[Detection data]
————————

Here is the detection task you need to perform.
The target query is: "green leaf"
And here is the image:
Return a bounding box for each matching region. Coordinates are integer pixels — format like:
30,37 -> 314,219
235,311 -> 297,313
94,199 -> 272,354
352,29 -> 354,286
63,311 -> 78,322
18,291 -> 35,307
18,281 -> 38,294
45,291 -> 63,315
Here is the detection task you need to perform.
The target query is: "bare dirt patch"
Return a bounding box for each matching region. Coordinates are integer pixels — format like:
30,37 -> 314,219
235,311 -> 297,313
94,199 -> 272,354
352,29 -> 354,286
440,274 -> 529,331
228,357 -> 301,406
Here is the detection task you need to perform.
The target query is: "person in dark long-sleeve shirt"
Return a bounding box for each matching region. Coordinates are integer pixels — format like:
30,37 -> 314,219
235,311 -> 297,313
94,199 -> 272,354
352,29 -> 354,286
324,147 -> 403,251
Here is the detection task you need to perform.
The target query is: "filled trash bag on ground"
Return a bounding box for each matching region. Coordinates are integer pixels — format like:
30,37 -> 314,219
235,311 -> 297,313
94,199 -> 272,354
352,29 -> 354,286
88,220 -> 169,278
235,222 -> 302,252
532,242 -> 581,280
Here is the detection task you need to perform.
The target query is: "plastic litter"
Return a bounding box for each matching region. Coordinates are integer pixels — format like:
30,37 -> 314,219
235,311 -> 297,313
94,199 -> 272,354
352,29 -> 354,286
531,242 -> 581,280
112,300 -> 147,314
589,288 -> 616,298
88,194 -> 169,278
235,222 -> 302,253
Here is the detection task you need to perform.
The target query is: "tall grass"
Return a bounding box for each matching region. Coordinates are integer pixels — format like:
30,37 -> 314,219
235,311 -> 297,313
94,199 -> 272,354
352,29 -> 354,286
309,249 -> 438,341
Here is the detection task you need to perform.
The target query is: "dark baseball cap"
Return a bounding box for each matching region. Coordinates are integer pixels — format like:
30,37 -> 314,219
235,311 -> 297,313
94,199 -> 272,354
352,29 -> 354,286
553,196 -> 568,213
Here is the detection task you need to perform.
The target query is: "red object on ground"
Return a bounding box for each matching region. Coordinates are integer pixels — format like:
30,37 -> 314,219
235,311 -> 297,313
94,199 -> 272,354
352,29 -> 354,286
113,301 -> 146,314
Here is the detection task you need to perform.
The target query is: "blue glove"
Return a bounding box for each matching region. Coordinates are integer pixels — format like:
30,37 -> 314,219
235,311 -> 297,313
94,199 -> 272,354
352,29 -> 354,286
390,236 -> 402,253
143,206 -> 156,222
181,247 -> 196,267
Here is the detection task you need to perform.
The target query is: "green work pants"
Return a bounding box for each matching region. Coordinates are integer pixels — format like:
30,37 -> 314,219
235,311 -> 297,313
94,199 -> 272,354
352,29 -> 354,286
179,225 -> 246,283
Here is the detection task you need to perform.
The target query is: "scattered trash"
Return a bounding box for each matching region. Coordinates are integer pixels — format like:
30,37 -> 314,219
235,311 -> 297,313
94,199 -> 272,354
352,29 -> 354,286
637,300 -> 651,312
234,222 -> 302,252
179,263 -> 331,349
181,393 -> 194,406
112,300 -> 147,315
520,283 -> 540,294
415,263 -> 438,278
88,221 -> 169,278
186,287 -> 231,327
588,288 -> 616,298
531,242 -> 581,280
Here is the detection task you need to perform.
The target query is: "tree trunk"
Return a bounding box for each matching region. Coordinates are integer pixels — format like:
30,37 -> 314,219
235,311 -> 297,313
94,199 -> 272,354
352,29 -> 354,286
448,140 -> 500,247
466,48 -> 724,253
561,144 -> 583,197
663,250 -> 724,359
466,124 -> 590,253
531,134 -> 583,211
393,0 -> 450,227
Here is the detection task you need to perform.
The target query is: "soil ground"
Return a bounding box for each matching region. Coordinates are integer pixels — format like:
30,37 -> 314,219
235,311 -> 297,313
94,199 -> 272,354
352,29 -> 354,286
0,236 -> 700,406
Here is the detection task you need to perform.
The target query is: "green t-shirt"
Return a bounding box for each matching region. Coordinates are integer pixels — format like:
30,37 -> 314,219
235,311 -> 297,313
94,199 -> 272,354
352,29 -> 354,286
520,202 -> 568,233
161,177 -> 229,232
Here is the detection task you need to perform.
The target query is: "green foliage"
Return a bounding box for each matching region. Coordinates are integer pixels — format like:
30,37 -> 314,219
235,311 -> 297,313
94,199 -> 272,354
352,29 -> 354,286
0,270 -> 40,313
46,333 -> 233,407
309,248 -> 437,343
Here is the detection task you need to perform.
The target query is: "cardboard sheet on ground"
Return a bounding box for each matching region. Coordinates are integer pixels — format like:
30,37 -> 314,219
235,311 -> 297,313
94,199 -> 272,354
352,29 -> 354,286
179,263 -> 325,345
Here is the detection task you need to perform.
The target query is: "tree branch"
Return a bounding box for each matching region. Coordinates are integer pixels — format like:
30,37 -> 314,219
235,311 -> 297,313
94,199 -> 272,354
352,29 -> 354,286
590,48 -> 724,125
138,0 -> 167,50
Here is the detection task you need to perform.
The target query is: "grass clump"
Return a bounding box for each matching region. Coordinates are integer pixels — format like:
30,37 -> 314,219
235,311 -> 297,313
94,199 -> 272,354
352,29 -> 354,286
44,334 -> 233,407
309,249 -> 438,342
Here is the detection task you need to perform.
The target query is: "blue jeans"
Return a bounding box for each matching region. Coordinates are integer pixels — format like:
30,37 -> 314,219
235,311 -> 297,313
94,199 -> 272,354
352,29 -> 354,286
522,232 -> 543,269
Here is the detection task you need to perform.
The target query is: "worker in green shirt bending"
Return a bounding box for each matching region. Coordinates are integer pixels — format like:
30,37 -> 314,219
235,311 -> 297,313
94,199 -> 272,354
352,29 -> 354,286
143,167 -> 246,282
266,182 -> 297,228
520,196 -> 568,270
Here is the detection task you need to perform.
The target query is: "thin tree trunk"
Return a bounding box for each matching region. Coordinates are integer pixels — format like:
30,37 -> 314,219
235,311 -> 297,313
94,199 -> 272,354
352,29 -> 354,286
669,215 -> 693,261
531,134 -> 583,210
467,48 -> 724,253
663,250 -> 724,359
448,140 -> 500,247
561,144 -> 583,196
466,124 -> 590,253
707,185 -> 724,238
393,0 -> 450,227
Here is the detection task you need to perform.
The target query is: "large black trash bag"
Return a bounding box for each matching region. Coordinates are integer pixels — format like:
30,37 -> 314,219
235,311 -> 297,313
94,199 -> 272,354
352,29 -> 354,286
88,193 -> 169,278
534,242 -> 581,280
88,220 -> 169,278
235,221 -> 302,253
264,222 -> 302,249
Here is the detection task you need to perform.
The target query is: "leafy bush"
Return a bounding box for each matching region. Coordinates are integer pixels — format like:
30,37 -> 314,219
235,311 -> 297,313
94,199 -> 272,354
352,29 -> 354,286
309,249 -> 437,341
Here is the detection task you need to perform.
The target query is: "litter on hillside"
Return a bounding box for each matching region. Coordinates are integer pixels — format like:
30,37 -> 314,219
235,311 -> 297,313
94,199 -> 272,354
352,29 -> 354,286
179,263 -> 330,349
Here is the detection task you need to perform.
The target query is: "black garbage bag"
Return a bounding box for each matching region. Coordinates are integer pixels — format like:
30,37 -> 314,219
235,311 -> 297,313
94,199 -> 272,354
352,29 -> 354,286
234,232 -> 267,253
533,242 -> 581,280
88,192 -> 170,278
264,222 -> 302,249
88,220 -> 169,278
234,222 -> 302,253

————————

#### THE PROBLEM:
Return the data word for word from its first line through the line containing "228,357 -> 301,406", including that line.

#### COMPLETE OUTPUT:
Here is the detection task you need to perform.
The target query is: "green leaf"
And here is the image:
Return a bounding box for each matching region. Coordinates are integer pixels — format like:
30,37 -> 314,219
235,311 -> 297,313
94,199 -> 272,354
352,29 -> 354,286
63,311 -> 78,322
18,291 -> 35,307
18,281 -> 38,294
45,291 -> 63,315
Here is the detection task you need to perform.
The target query is: "bare dirt patch"
Return a bounding box for each matching region. Coordinates are integer pixels — format like:
30,37 -> 314,219
235,311 -> 297,313
94,199 -> 272,354
352,29 -> 354,286
440,274 -> 529,331
228,357 -> 301,406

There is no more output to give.